Texto de lectura:

****************************************

Por el contexto de la letra no veo cómo.  ¿Dos niños de 11 y 6 años metiendose en al baño de un bar a sellarlo todo con beso?, jejejjeee
Yo creo que por su vida un tanto marginal terminaron presos, y que a él le dieron once años de condena y a ella seis.
Gran canción, gran cantante, y mejor compositor.
Saludos.
_


----------



## danieline

Ushuaia said:


> Por acá siempre hemos dado por sentado que son las edades de los chicos... de hecho, hay otra canción de Fito, "El chico de la tapa" (que empieza diciendo "el chico de la tapa ayer vendía flores en Corrientes"), que es la continuación de esta y relata la historia del chico, ya más grande.




No se trata del mismo. Es otro. Y no son las edades.


----------



## danieline

whoandcar said:


> Dónde exactamente dice "apañar"????
> 
> La canción dice textualmente:
> 
> 
> 
> "cansados en el alma" ya que no en el cuerpo, por sus cortas edades.
> "Llegaba a la ventana en puntas de pie": niños
> "y la llevó a caminar por Corrientes": importante Avenida de Buenos Aires
> con un beso "sellaron" un pacto: vender rosas juntos
> "Durante un mes vendieron rosas en La Paz": tradicional bar de Corrientes y Montevideo
> 
> "no importaba nada más" y menos "apañar"
> "entre los dos juntaban algo" ¿para comer?
> "él carga con once y ella con seis": obviamente son edades
> "y le daba la luna" ¿qué otra cosa le hubiera podido dar?

****************************************

Información dada:
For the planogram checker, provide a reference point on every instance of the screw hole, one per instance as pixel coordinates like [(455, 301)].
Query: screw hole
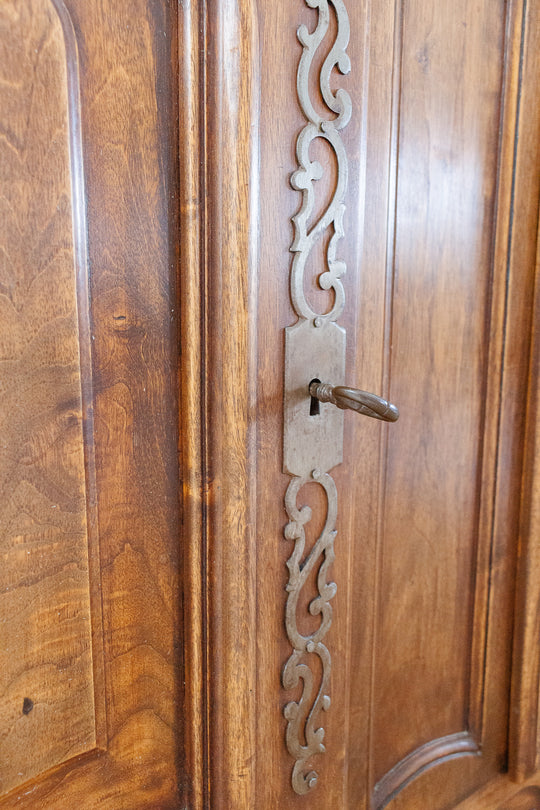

****************************************

Descripción de la tarea: Repite sin cambios el fragmento del hilo sobre la letra de la canción, comenzando por "Por el contexto" y siguiendo hasta "y mejor compositor.", ambas incluidas.

Resultado:
Por el contexto de la letra no veo cómo.  ¿Dos niños de 11 y 6 años metiendose en al baño de un bar a sellarlo todo con beso?, jejejjeee
Yo creo que por su vida un tanto marginal terminaron presos, y que a él le dieron once años de condena y a ella seis.
Gran canción, gran cantante, y mejor compositor.